— start of Selected excerpt —

Or use a spot-on example: what, with benefit of twenty-twenty hindsight to historic events, would the value of the Avro Arrow program have been if complete and delivered? What would the cost have been? In the report in question, the AG is doing what accountants have been doing lately: going beyond price of an aircraft to estimate holistic cost of the function it will perform. Since the CF-35, like the CF18 before it, will effectively signify the entirety of Canada’s combat airpower, this amounts to estimated the cost of running and Air Force. So it must be asked – is this a reasonable scale of prediction to undertake? Even after fifty years Canadians with ample expertise and all the historic data at their disposal will give you completely contradictory views of its total worth. So for heavens’ sake (sic), why would the Public Works venture such a guestimate as a accountable prediction in advance?

“We have a number of observations regarding the life-cycle costing for the F-35. First, costs have not been fully presented in relation to the life of the aircraft. The estimated life expectancy of the F-35 is about 8,000 flying hours, or about 36 years based on predicted usage. National Defence plans to operate the fleet for at least that long. It is able to estimate costs over 36 years. We recognize that long-term estimates are highly sensitive to assumptions about future costs as well as to currency exchange rates. However, in presenting costs to government decision makers and to Parliament, National Defence estimated life-cycle costs over 20 years. This practice understates operating, personnel, and sustainment costs, as well as some capital costs, because the time period is shorter than the aircraft’s estimated life expectancy. The JSF Program Office provided National Defence with projected sustainment costs over 36 years.”

That such projections are available proves only their vaunted military-industrial complex is willing to play this game – not that it has any validity. That the AG perceives “exchange rates” as the most exemplary source of long run uncertainty in military materiel is laughable: our warriors ought to fear ‘the fog of Zurich’ I suppose? In fact, that’s perversely evocative of the truth: the story of Robert MacNamarra’s War in Vietnam is not the story of how war is inherently unneccessary, or how all counter-insurgency interventions are futile: it is precisely the story of the misapplication of managerialism; of tunnel vision and groupthink amid statistical noise; of quantification-begotten category error; of value-for-money incrementalism and the resulting mission-creep of looping strategic of feedback traps.

— end of Selected excerpt —

# Requirement a:
In the excerpt on F-35 costs, what is the estimated life expectancy of the F-35 in flying hours?
The text and the records come from separate, unrelated sources.

— start of Listed entries —

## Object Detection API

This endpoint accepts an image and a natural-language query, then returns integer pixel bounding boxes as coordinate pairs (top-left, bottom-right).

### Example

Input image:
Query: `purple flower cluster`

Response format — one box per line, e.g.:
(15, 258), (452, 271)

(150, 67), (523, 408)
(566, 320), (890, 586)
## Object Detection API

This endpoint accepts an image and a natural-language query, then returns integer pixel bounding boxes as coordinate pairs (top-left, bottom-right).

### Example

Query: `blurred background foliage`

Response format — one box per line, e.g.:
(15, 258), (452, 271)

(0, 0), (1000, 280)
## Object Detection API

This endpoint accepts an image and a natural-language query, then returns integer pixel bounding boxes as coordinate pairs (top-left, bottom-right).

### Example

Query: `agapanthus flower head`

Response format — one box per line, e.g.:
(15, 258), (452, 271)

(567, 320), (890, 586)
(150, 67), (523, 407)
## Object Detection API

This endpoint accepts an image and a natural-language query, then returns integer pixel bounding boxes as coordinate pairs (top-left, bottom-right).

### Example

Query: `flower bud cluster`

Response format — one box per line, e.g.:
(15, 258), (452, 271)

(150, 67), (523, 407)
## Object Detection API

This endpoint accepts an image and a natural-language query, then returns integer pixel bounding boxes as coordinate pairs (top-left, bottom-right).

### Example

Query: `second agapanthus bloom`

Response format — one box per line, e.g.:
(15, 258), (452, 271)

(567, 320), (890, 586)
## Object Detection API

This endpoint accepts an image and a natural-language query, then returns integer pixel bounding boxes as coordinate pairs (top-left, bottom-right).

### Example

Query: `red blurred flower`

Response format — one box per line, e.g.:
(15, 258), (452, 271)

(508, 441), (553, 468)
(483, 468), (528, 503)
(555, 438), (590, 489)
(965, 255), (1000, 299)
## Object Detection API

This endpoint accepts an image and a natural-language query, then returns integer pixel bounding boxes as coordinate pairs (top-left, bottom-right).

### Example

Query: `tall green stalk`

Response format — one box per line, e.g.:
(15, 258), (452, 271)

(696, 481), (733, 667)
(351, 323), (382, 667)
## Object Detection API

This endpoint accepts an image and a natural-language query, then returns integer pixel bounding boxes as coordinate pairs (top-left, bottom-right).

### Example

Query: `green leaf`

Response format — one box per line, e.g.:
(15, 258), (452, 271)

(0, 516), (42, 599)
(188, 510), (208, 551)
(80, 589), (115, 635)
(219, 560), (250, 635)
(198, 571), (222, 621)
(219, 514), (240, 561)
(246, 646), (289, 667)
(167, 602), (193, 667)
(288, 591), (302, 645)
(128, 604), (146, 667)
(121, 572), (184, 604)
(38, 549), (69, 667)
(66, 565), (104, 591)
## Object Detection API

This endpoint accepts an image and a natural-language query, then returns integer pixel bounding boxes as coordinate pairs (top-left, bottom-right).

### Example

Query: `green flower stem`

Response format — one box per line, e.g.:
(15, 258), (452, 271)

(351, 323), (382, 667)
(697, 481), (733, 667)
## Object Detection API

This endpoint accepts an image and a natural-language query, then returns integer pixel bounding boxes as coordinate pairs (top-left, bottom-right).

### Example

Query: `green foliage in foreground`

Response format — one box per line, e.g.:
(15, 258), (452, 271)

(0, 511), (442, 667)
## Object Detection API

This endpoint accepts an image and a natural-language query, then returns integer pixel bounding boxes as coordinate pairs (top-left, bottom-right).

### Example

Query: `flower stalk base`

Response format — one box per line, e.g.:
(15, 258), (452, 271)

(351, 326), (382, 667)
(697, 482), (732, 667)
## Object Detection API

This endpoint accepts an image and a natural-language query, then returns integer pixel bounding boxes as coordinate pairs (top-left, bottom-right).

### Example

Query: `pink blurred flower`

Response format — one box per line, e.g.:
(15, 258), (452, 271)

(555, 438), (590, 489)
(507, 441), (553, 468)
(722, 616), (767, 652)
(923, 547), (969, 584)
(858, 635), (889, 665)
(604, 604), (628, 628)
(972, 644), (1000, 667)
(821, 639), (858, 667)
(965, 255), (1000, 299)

— end of Listed entries —

# Requirement b:
Rewrite the records as a Markdown table with the columns Row and Line, covering the first line of the records up to and including the line with "(566, 320), (890, 586)", and leave out blank lines.

# Problem solution a:
About 8,000 flying hours.

# Problem solution b:
| Row | Line |
|---|---|
| 1 | ## Object Detection API |
| 2 | This endpoint accepts an image and a natural-language query, then returns integer pixel bounding boxes as coordinate pairs (top-left, bottom-right). |
| 3 | ### Example |
| 4 | Input image: |
| 5 | Query: `purple flower cluster` |
| 6 | Response format — one box per line, e.g.: |
| 7 | (15, 258), (452, 271) |
| 8 | (150, 67), (523, 408) |
| 9 | (566, 320), (890, 586) |